◆ Short task: Starting with the line that contains "Pick out each instance of the horizon above.", reproduce each line through the end of the listing below, with no other output.

◆ Object location annotation data:
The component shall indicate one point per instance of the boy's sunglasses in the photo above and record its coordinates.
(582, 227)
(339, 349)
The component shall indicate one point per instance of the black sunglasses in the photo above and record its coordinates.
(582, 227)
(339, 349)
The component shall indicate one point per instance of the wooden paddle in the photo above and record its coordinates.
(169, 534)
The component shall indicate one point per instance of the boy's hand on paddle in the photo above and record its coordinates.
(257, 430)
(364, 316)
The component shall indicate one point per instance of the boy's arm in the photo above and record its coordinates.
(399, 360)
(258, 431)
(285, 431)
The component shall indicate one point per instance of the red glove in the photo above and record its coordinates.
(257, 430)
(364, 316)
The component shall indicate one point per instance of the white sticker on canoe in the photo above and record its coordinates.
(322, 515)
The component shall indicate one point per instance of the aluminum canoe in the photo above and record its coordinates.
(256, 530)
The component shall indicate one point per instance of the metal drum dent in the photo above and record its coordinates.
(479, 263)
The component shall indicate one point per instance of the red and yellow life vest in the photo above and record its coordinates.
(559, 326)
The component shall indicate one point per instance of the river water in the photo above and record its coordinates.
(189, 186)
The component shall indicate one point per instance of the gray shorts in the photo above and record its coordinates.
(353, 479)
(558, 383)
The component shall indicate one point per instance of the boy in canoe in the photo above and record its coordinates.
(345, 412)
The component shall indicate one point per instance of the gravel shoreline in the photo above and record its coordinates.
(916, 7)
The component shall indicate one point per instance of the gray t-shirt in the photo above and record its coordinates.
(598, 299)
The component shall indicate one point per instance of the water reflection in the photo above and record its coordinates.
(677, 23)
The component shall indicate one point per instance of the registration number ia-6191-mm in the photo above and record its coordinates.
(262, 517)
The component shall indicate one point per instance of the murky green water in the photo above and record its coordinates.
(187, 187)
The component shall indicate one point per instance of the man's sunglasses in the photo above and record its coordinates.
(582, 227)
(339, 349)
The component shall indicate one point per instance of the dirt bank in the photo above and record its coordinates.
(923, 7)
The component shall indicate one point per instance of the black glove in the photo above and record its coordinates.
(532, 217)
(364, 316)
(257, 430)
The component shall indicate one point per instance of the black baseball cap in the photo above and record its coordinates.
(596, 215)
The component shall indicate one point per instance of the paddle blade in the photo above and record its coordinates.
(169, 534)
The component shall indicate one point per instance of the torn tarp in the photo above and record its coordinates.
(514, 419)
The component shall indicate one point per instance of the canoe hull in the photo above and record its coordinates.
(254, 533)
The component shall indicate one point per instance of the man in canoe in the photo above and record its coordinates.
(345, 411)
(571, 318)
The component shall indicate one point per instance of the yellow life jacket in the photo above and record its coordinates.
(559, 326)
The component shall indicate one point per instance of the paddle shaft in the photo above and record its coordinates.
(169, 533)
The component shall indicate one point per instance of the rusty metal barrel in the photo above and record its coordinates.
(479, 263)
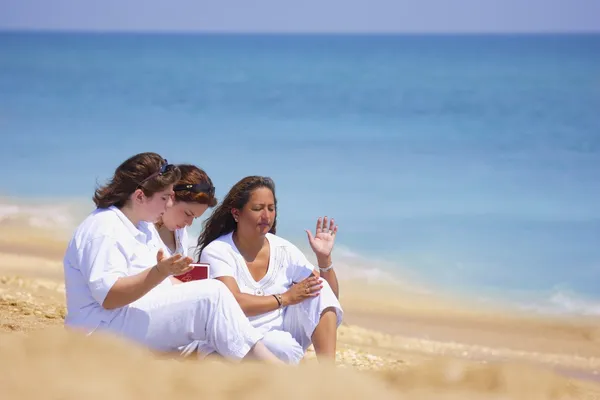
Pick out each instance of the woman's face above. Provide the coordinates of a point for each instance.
(155, 206)
(258, 215)
(182, 214)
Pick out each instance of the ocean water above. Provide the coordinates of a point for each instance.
(469, 164)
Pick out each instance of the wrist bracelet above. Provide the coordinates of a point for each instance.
(326, 269)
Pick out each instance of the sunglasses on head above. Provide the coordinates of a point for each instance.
(166, 167)
(196, 188)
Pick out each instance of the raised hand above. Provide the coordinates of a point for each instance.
(174, 265)
(324, 239)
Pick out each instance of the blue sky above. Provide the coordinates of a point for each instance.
(304, 15)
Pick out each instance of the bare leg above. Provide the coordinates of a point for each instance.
(260, 352)
(324, 337)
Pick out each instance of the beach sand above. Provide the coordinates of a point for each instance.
(392, 344)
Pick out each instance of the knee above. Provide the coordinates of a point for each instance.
(212, 288)
(284, 346)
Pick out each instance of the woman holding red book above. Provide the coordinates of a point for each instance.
(116, 274)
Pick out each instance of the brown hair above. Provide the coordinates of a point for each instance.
(221, 221)
(140, 171)
(193, 176)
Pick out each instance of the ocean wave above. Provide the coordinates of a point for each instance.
(562, 301)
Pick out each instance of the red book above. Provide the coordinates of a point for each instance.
(199, 272)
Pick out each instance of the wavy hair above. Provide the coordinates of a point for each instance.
(221, 221)
(142, 171)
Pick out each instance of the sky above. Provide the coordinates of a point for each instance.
(376, 16)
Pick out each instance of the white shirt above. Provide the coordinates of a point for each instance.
(106, 246)
(287, 265)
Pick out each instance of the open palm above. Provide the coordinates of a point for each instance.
(324, 239)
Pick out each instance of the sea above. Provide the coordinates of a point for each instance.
(467, 164)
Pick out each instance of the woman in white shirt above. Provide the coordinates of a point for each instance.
(290, 301)
(116, 274)
(194, 193)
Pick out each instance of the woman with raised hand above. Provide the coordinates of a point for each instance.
(290, 301)
(194, 194)
(116, 274)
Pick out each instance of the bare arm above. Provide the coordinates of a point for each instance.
(128, 289)
(251, 305)
(255, 305)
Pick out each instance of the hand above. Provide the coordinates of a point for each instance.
(324, 239)
(309, 287)
(174, 265)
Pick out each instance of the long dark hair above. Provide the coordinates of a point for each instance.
(194, 186)
(147, 171)
(221, 221)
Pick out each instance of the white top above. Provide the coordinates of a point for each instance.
(181, 241)
(105, 246)
(287, 265)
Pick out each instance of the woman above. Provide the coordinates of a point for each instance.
(194, 193)
(283, 295)
(116, 274)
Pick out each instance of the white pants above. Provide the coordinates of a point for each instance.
(290, 341)
(170, 318)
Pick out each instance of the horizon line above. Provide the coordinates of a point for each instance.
(298, 32)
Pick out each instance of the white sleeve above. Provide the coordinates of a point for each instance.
(184, 241)
(102, 262)
(221, 263)
(300, 267)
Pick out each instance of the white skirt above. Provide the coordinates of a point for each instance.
(170, 318)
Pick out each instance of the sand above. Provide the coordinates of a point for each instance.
(393, 344)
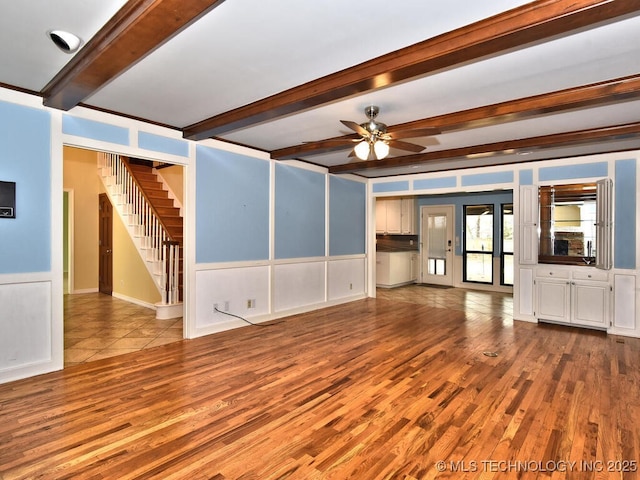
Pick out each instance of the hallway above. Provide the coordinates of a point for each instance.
(99, 326)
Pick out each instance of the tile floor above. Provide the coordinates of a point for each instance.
(99, 326)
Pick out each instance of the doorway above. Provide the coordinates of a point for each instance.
(105, 242)
(436, 247)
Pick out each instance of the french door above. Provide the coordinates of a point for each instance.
(436, 244)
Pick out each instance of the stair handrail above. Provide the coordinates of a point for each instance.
(125, 161)
(151, 221)
(171, 254)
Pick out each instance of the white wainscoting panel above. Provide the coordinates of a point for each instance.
(232, 288)
(25, 324)
(624, 303)
(346, 278)
(298, 285)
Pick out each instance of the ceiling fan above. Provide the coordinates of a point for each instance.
(375, 140)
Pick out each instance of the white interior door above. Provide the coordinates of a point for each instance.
(436, 244)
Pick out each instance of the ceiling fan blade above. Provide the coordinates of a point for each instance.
(416, 133)
(356, 128)
(334, 141)
(411, 147)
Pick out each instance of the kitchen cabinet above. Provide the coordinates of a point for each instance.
(395, 268)
(578, 296)
(396, 216)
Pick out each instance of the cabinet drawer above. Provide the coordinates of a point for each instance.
(551, 272)
(591, 274)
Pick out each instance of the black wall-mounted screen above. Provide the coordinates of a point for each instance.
(7, 199)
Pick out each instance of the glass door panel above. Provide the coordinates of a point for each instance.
(437, 254)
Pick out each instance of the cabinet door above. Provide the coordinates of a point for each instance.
(381, 216)
(528, 222)
(590, 304)
(394, 215)
(554, 300)
(408, 216)
(414, 267)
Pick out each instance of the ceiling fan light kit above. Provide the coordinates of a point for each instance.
(375, 141)
(362, 150)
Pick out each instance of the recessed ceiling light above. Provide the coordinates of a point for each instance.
(65, 41)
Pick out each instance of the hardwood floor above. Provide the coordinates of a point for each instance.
(375, 389)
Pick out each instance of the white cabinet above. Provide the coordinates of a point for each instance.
(395, 268)
(578, 296)
(396, 216)
(528, 225)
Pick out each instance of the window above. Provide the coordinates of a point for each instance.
(567, 224)
(478, 244)
(506, 257)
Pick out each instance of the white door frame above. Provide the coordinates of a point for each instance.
(449, 212)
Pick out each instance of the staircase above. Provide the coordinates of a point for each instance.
(153, 221)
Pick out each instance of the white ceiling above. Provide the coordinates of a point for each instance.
(245, 50)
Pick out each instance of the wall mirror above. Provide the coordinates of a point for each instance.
(574, 224)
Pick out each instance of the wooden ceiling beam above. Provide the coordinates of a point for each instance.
(135, 31)
(567, 139)
(534, 22)
(596, 94)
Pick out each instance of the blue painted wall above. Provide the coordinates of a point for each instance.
(347, 216)
(25, 158)
(232, 207)
(299, 212)
(460, 199)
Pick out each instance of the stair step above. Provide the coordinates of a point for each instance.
(168, 211)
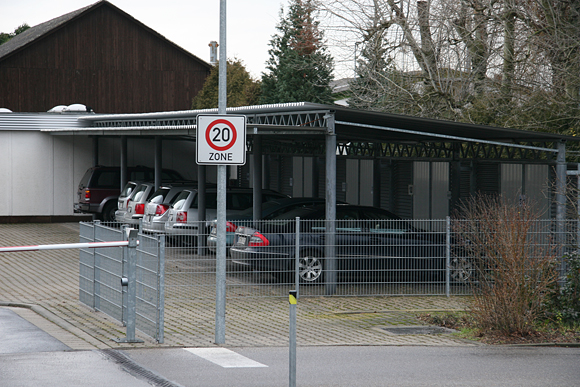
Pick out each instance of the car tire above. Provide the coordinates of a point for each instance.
(109, 212)
(462, 270)
(310, 268)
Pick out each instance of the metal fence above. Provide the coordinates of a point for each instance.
(177, 273)
(360, 258)
(102, 271)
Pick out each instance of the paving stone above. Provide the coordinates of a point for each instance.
(47, 283)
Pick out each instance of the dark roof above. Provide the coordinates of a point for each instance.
(351, 125)
(39, 31)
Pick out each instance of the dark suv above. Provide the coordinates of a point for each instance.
(99, 188)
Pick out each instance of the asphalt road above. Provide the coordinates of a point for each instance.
(30, 357)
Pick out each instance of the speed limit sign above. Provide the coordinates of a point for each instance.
(221, 140)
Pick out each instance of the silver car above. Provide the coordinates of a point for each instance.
(183, 219)
(123, 198)
(135, 207)
(157, 208)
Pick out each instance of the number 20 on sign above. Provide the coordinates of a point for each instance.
(221, 140)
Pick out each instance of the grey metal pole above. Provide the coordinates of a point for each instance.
(448, 257)
(161, 292)
(292, 343)
(330, 248)
(131, 282)
(124, 177)
(220, 311)
(578, 207)
(297, 258)
(95, 151)
(561, 173)
(201, 213)
(257, 177)
(158, 158)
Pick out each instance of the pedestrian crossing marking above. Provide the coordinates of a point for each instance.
(224, 357)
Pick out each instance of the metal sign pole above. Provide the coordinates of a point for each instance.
(220, 311)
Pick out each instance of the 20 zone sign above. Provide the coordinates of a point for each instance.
(221, 140)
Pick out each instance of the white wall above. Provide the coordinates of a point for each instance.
(40, 172)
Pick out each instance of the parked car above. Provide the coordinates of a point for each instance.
(183, 219)
(135, 204)
(270, 209)
(368, 240)
(99, 189)
(124, 196)
(157, 208)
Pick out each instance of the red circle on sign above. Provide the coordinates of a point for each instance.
(225, 147)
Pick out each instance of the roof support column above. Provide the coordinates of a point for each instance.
(158, 158)
(329, 263)
(376, 179)
(123, 162)
(257, 176)
(455, 178)
(95, 151)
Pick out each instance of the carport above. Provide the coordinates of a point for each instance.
(326, 134)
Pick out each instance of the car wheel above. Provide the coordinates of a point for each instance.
(109, 212)
(461, 270)
(310, 268)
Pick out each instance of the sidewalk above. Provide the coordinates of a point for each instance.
(42, 287)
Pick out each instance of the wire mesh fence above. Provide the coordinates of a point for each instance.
(342, 258)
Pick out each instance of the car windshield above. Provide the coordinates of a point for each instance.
(290, 216)
(266, 207)
(129, 187)
(180, 200)
(138, 197)
(159, 195)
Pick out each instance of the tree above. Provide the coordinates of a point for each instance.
(242, 89)
(512, 63)
(300, 67)
(4, 37)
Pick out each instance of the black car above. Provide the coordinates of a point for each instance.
(99, 189)
(368, 241)
(270, 209)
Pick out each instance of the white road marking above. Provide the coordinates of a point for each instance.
(224, 357)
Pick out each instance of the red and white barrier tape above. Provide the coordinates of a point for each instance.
(88, 245)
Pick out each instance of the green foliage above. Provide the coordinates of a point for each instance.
(564, 304)
(299, 68)
(242, 90)
(516, 268)
(4, 37)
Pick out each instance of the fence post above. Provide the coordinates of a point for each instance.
(131, 282)
(161, 289)
(96, 269)
(292, 340)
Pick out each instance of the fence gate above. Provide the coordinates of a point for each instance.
(103, 270)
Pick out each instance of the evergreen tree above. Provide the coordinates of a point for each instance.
(300, 67)
(242, 89)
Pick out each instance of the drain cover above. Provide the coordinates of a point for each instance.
(417, 330)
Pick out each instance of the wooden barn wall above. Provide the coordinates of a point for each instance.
(103, 60)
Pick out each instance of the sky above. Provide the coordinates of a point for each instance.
(189, 24)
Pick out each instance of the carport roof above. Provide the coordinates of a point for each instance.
(304, 119)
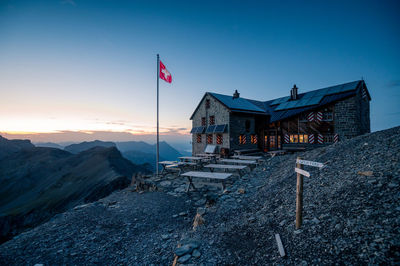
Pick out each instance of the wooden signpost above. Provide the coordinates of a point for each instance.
(299, 187)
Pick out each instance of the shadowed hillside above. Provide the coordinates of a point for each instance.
(350, 216)
(83, 146)
(39, 182)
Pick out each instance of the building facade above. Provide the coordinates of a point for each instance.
(306, 120)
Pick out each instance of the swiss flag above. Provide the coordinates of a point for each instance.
(164, 74)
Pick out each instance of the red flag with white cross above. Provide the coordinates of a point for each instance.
(164, 73)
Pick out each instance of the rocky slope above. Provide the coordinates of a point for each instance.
(37, 183)
(86, 145)
(351, 216)
(8, 147)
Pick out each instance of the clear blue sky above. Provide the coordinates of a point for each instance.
(90, 65)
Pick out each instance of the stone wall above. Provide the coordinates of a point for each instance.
(351, 117)
(221, 114)
(237, 127)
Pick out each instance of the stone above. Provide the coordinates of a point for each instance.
(165, 183)
(201, 211)
(196, 253)
(185, 258)
(185, 249)
(200, 202)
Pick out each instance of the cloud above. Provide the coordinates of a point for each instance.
(68, 2)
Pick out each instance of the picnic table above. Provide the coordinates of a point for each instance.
(169, 166)
(206, 175)
(247, 157)
(238, 168)
(250, 163)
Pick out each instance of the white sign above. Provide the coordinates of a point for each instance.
(302, 172)
(310, 163)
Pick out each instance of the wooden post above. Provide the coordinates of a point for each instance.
(299, 197)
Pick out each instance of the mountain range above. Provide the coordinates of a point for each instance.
(38, 182)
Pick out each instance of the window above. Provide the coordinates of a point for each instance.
(294, 138)
(208, 103)
(303, 117)
(242, 139)
(247, 125)
(303, 138)
(219, 139)
(328, 138)
(203, 121)
(327, 116)
(212, 120)
(298, 138)
(272, 141)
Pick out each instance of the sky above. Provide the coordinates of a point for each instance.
(75, 70)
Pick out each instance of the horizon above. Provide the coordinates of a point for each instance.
(79, 71)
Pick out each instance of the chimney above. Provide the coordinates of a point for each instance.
(293, 93)
(236, 94)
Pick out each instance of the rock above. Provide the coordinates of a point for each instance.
(200, 202)
(184, 258)
(201, 211)
(185, 249)
(315, 220)
(196, 253)
(251, 219)
(165, 183)
(365, 173)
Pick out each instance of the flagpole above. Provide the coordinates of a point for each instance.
(158, 76)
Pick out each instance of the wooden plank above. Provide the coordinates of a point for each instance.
(226, 166)
(220, 176)
(302, 172)
(299, 197)
(310, 163)
(238, 161)
(280, 246)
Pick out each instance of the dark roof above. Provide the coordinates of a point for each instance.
(237, 103)
(282, 108)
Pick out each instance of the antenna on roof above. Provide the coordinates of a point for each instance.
(236, 95)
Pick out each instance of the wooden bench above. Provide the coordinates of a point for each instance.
(238, 168)
(248, 157)
(241, 152)
(250, 163)
(206, 175)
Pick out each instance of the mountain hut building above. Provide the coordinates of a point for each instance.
(299, 121)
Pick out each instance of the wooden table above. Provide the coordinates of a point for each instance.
(238, 168)
(206, 175)
(247, 157)
(250, 163)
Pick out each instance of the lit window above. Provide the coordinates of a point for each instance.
(209, 139)
(272, 141)
(253, 139)
(242, 139)
(327, 116)
(294, 138)
(212, 120)
(328, 138)
(303, 138)
(208, 103)
(247, 125)
(219, 139)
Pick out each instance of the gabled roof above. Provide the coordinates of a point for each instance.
(282, 108)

◆ Finished exercise:
Pick out each instance of the horizon above. Provide the coordinates of a point for each instance.
(79, 71)
Pick out each instance of the chimney above. Provide the coordinates of a point for each instance.
(293, 93)
(236, 94)
Pick out each instance of the rock above. Provide the coordinates of a point for each instance.
(200, 202)
(184, 258)
(201, 211)
(185, 249)
(315, 220)
(196, 253)
(251, 219)
(165, 183)
(365, 173)
Pick out each instance of the flagpole above. Provide the coordinates of a point for each instance.
(158, 76)
Pick out each instance of the wooden plank above. Provide the coordinates of a point for each instance.
(226, 166)
(220, 176)
(302, 172)
(299, 197)
(310, 163)
(238, 161)
(280, 246)
Pick out each instance of the dark roof above. Provide the coordinates of a point for each instance.
(237, 103)
(282, 108)
Pick out each instance of the antenna on roof above. Provide the coordinates of a point for each instance.
(236, 95)
Pick out each instance of the wooden bench above. Provide the coordinates of a point for each instance.
(238, 168)
(248, 157)
(241, 152)
(250, 163)
(206, 175)
Pick out each instance of the mountain hut building above. Provide the coordinates of a point for each instance.
(299, 121)
Pick out each instance of the wooden table above. Provide the coordinates of a point for each instance.
(238, 168)
(206, 175)
(247, 157)
(250, 163)
Pick out each instance of the lit window above. Provide the coordinates of a point for each instance.
(209, 139)
(272, 141)
(253, 139)
(242, 139)
(327, 116)
(294, 138)
(212, 120)
(328, 138)
(303, 138)
(208, 103)
(247, 125)
(219, 139)
Pick out each instance of the gabled roof above. Provide the coordinates of a point for each instance.
(282, 108)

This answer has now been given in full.